# Start of Passage

# Week 12 Hypothesis Testing



This week we cover three methods of hypothesis testing given what types of variables we have:

<table>
    <thead>
        <tr>
            <td colspan=4>Independent variable type</td>
        </tr>
    </thead>
    <tbody>
         <tr>
            <td rowspan=4>Dependent variable type</td>
        </tr>
        <tr>
            <th></th>
            <th>Categorical</th>
            <th>Continuous</th>
        </tr>
        <tr>
            <th>Categorical</th>
            <td>Tabular analysis</td>
            <td>Probit/logit</td>
        </tr>
        <tr>
            <th>Continuous</th>
            <td>Difference of means</td>
            <td>Correlation coefficient</td>
        </tr>
    </tbody>
</table>

In [5]:
import numpy as np
from scipy import stats
from datascience import Table
import pandas as pd
from ipywidgets import *
import seaborn as sns
import matplotlib.pyplot as plt
%matplotlib inline

## Tabular Analysis: when IV and DV are categorical

### Exercise 1

Do Black women vote differently than white women?

Null hypothesis: Black and white women vote for Republican and Democratic candidates at similar rates. 

Alternative hypothesis: Black women vote for Democratic candidates at higher rates than white women.

From CNN's exit poll, we know that 42% of women in the sample voted for Moore and 58% of women voted for Jones, regardless of race, in the special election for U.S. Senate in Alabama in 2017. (The poll actually shows 41% and 57% respectively with 2% giving no response, but for the purpose of the exercise, we'll use 42 and 58.)

In [3]:
Table().with_columns(
                'Candidate',['Moore', 'Jones', 'Column Total'],
                'Black Women', ['?', '?', '100%'],
                'White Women', ['?', '?', '100%'],
                'Row Total', ['42%', '58%', '100%']
                )

# End of Passage
# Start of Data section

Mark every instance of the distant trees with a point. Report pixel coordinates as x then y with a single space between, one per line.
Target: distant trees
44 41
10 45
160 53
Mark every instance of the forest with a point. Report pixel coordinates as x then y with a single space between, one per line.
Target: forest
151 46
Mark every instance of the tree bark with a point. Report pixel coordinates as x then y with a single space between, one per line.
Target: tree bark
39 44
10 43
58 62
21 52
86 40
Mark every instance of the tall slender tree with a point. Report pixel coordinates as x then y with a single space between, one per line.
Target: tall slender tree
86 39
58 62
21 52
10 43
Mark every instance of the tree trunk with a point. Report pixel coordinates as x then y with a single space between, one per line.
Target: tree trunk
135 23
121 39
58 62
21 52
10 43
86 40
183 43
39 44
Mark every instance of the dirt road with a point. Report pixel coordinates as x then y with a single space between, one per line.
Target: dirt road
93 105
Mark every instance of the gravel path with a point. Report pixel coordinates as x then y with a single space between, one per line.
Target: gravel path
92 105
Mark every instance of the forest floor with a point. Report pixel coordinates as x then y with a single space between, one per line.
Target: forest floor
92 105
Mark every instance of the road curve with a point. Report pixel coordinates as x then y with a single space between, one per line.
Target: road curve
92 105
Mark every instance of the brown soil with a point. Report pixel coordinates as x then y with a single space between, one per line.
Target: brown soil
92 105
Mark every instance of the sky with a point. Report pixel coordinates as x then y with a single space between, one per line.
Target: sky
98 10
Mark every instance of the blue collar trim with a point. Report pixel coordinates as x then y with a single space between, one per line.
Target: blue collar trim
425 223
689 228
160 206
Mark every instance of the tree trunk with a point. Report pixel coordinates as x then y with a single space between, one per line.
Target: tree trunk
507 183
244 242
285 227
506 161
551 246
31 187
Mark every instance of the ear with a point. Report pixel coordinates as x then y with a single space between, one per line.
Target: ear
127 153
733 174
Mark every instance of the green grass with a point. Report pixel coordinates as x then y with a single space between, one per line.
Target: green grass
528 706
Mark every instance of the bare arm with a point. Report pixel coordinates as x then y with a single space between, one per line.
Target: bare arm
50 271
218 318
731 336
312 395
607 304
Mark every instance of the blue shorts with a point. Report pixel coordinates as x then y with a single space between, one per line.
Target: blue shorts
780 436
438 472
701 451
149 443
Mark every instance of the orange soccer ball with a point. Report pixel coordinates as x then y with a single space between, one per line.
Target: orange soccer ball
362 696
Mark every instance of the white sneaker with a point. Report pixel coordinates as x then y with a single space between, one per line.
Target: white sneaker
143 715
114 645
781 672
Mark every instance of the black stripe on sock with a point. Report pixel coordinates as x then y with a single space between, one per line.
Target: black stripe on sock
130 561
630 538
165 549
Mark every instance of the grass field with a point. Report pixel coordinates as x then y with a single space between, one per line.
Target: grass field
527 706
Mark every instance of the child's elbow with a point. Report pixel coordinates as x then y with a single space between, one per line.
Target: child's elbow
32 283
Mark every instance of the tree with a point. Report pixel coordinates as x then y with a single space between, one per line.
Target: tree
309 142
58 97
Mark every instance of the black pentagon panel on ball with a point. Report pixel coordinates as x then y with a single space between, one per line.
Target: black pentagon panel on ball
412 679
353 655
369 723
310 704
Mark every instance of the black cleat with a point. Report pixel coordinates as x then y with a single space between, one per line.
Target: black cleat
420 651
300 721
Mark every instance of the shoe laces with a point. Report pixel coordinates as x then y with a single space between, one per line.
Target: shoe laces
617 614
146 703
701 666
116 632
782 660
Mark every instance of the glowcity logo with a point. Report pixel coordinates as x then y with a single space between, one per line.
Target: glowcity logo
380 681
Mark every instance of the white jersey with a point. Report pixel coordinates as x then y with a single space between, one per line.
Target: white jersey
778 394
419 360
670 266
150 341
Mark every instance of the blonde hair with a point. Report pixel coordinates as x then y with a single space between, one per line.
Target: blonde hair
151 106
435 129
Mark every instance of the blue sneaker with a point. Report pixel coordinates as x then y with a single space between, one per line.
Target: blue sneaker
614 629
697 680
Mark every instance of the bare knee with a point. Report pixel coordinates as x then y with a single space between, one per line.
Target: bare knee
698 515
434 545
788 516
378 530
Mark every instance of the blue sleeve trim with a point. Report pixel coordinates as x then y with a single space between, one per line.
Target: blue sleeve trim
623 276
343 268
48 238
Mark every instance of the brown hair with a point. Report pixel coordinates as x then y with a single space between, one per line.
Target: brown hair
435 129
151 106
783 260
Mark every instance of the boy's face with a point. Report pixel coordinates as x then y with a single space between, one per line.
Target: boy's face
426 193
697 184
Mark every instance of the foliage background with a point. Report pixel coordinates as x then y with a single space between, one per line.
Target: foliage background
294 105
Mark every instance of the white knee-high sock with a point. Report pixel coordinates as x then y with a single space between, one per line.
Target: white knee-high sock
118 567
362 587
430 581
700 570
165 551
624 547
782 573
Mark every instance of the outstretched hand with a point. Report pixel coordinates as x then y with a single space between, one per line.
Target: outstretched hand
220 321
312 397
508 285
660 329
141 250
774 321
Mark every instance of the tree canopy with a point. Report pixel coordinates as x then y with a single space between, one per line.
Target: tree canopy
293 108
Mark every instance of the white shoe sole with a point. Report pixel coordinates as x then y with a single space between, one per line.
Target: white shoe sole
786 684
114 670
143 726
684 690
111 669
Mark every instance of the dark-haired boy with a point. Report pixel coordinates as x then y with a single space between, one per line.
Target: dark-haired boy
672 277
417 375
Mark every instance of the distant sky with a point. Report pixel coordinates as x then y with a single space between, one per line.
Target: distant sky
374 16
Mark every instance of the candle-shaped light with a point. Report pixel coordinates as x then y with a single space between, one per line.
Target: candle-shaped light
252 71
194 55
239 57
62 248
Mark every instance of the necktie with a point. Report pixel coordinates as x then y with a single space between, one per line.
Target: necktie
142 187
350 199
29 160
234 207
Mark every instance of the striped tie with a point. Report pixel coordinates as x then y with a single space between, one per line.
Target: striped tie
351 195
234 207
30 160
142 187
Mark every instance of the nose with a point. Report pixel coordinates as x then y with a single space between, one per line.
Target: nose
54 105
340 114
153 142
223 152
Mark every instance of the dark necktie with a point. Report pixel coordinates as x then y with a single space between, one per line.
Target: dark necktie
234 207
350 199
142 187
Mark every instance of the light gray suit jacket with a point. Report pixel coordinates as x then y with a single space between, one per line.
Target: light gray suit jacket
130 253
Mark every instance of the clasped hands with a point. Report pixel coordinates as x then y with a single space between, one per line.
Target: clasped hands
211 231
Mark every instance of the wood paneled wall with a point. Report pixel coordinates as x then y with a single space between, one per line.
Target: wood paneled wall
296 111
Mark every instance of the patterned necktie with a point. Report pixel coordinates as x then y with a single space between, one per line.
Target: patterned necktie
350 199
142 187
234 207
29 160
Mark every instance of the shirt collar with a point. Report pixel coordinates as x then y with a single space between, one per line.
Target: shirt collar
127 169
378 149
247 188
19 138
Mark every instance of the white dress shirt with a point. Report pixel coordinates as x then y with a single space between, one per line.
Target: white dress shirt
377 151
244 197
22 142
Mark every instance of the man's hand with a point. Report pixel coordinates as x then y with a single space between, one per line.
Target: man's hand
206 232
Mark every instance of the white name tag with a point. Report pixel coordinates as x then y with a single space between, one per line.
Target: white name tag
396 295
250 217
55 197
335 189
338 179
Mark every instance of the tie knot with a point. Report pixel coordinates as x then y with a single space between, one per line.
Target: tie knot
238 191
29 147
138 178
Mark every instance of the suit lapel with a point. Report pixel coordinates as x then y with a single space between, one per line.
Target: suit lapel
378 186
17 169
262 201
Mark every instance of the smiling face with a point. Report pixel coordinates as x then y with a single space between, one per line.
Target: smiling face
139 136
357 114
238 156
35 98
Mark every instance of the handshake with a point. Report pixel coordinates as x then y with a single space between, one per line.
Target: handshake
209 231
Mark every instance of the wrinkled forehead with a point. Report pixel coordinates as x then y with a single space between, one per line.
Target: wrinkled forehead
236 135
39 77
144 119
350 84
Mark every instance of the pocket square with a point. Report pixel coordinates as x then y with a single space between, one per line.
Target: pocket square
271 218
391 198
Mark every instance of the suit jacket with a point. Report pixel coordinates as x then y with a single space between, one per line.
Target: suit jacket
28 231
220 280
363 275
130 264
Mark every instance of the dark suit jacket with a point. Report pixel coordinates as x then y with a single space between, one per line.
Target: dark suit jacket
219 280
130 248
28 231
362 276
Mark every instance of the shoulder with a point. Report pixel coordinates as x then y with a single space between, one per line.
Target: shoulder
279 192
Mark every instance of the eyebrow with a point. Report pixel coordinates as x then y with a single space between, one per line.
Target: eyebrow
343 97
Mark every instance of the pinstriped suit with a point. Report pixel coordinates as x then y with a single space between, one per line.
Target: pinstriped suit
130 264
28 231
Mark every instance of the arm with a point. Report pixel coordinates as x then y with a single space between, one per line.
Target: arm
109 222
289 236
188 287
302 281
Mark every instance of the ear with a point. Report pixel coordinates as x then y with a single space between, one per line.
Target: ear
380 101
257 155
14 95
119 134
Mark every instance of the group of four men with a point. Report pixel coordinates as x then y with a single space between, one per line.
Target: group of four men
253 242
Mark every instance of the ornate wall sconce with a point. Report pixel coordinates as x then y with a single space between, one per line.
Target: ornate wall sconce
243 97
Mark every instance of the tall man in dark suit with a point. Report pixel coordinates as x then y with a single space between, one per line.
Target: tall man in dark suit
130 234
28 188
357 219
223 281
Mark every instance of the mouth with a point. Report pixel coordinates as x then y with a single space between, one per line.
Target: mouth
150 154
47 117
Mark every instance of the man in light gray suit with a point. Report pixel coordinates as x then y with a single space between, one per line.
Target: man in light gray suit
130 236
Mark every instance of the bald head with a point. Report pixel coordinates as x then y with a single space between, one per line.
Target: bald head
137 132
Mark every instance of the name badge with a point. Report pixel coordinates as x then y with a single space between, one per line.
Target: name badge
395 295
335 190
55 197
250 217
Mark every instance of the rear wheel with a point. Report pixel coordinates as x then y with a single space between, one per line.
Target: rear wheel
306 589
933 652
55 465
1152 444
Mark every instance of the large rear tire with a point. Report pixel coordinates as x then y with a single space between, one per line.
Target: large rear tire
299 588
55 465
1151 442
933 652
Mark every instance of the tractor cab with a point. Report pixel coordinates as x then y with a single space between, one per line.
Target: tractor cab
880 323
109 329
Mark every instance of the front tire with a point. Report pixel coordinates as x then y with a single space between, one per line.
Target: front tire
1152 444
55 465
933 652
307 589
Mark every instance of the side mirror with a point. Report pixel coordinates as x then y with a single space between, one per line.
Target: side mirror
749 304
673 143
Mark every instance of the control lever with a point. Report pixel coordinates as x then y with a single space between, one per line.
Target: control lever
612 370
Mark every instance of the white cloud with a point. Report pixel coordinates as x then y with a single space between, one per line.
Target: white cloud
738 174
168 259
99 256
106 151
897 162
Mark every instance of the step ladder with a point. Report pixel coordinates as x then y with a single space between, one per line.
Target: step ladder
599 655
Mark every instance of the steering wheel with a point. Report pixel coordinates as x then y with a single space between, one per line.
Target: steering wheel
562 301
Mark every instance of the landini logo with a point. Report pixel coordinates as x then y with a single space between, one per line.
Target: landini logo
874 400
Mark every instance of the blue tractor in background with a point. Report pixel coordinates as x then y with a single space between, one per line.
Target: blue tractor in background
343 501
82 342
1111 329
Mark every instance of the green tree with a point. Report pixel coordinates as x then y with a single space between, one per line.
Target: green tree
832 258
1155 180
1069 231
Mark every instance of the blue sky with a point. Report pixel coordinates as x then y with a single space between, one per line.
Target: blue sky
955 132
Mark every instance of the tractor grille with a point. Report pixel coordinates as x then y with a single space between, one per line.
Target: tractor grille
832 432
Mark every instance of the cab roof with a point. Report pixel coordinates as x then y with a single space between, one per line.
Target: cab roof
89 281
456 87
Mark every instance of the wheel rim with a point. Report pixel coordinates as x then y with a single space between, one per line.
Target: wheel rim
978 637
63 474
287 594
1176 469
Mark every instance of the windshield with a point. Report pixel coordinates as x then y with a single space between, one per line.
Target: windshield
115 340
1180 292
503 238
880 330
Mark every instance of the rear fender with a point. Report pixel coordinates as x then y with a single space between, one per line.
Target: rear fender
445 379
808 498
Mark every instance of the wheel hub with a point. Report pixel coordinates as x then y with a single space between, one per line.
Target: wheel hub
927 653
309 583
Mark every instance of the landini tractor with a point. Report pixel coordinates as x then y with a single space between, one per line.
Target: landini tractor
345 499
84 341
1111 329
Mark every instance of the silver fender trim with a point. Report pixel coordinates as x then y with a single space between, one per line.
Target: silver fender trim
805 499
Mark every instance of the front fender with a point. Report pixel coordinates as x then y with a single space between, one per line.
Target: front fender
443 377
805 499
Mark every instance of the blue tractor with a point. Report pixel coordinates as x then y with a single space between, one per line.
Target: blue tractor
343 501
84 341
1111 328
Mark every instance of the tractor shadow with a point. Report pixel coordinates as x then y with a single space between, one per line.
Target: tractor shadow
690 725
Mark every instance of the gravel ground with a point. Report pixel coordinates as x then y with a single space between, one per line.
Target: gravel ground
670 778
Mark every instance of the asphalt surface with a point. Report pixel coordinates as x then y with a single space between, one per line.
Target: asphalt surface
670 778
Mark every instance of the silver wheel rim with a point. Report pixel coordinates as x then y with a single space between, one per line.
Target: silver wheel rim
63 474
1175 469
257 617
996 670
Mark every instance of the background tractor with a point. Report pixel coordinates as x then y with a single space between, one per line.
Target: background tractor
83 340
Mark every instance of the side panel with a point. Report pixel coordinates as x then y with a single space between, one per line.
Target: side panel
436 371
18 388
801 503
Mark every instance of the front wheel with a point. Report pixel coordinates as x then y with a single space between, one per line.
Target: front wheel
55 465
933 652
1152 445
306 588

# End of Data section

▸ **Work instructions**:
1. Reproduce the entire hypothesis testing passage word for word.
2. Count the lines of the entries that contain the string "soil", treating uppercase and lowercase as different, and reply with only the number.
The hypothesis testing passage and the entries come from unrelated sources.

▸ **Expected results**:
1.
# Week 12 Hypothesis Testing



This week we cover three methods of hypothesis testing given what types of variables we have:

<table>
    <thead>
        <tr>
            <td colspan=4>Independent variable type</td>
        </tr>
    </thead>
    <tbody>
         <tr>
            <td rowspan=4>Dependent variable type</td>
        </tr>
        <tr>
            <th></th>
            <th>Categorical</th>
            <th>Continuous</th>
        </tr>
        <tr>
            <th>Categorical</th>
            <td>Tabular analysis</td>
            <td>Probit/logit</td>
        </tr>
        <tr>
            <th>Continuous</th>
            <td>Difference of means</td>
            <td>Correlation coefficient</td>
        </tr>
    </tbody>
</table>

In [5]:
import numpy as np
from scipy import stats
from datascience import Table
import pandas as pd
from ipywidgets import *
import seaborn as sns
import matplotlib.pyplot as plt
%matplotlib inline

## Tabular Analysis: when IV and DV are categorical

### Exercise 1

Do Black women vote differently than white women?

Null hypothesis: Black and white women vote for Republican and Democratic candidates at similar rates. 

Alternative hypothesis: Black women vote for Democratic candidates at higher rates than white women.

From CNN's exit poll, we know that 42% of women in the sample voted for Moore and 58% of women voted for Jones, regardless of race, in the special election for U.S. Senate in Alabama in 2017. (The poll actually shows 41% and 57% respectively with 2% giving no response, but for the purpose of the exercise, we'll use 42 and 58.)

In [3]:
Table().with_columns(
                'Candidate',['Moore', 'Jones', 'Column Total'],
                'Black Women', ['?', '?', '100%'],
                'White Women', ['?', '?', '100%'],
                'Row Total', ['42%', '58%', '100%']
                )

2. 2